▶ [TASK 1] Summarize the passage below in two sentences.

▶ [PASSAGE PROVIDED]
────────

ABOUT: Odeta's life has shrunk to a daily round of drudgery, running her father's grocery store in a remote Albanian village. One day a stranger from Tirana walks into the shop and promises her a new career in London. Odeta's life is about to change, but not in the way she expected. Journalist Kate lives on a quiet London street and seems to have a perfect life but she worries about her son Ben, who struggles to make friends. Kate blames the internet and disconnects her family from the online world so they can get to know their neighbours. On a visit to her home village in Wales, Kate is forced to confront a secret from her past. But greater danger lies closer to home. Perhaps Kate's neighbours are not the friendly community they seem.

ABOUT THE AUTHOR: Helen Matthews is the author of debut novel ‘After Leaving the Village’, winner of the Winchester Writers’ Festival prize for opening pages of a novel. Born in Cardiff, she read English at the University of Liverpool. After travelling, she worked in international development, consultancy, human resources and pensions management but fled corporate life to pursue her dream of becoming a writer. She holds an MA in Creative Writing from Oxford Brookes University.

Helen has won prizes for short stories and has been published in literary journal Artificium. As a freelancer, she writes content for websites and business magazines and has, in the past, been published in The Guardian and had columns broadcast on BBC radio.

She is married with two grown-up children and lives in Hampshire.

For more on Helen Matthews

Twitter: @HelenMK7



Instagram: @helen.matthews7




1. What’s your ‘elevator pitch’ for your book?

When an enigmatic stranger persuades Odeta to leave her remote Albanian village and travel with him to London, her dream of a new life soon becomes a nightmare.

────────

▶ [TASK 2] In the entries that follow, count the lines that contain the string "locate". Give only the number.

▶ [DATA FOR THE TASK]
────────

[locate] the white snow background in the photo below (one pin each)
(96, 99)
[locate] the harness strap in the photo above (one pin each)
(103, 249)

────────

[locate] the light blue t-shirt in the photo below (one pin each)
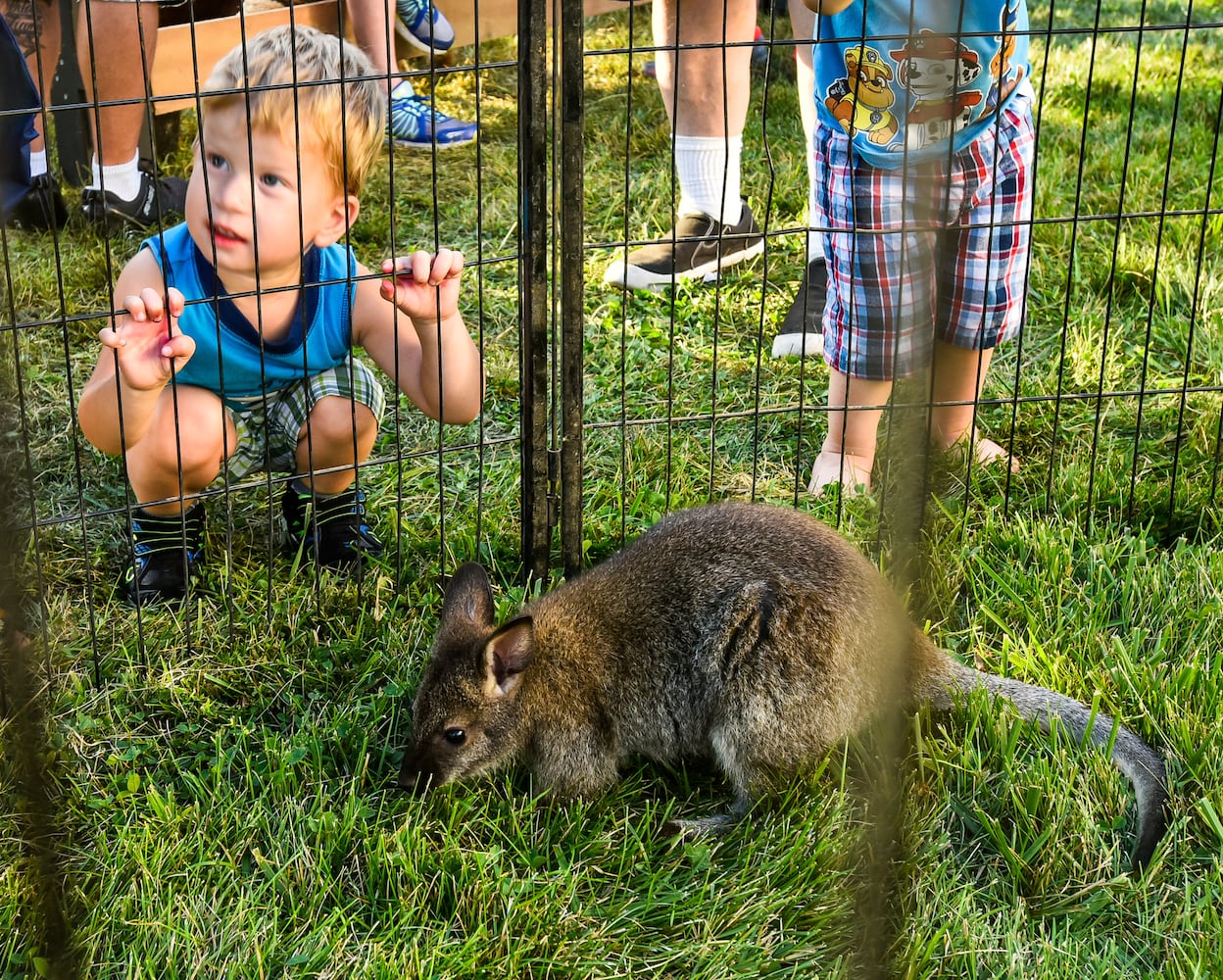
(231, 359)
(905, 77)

────────

▶ [COMPLETE OUTPUT 1] The passage describes a novel in which a stranger from Tirana promises Odeta, who runs her father's grocery store in a remote Albanian village, a new career in London, while London journalist Kate disconnects her family from the online world and must confront a secret from her past. It also profiles Helen Matthews, a Cardiff-born writer with an MA in Creative Writing from Oxford Brookes University, whose debut novel won the Winchester Writers' Festival prize for opening pages of a novel.

▶ [COMPLETE OUTPUT 2] 3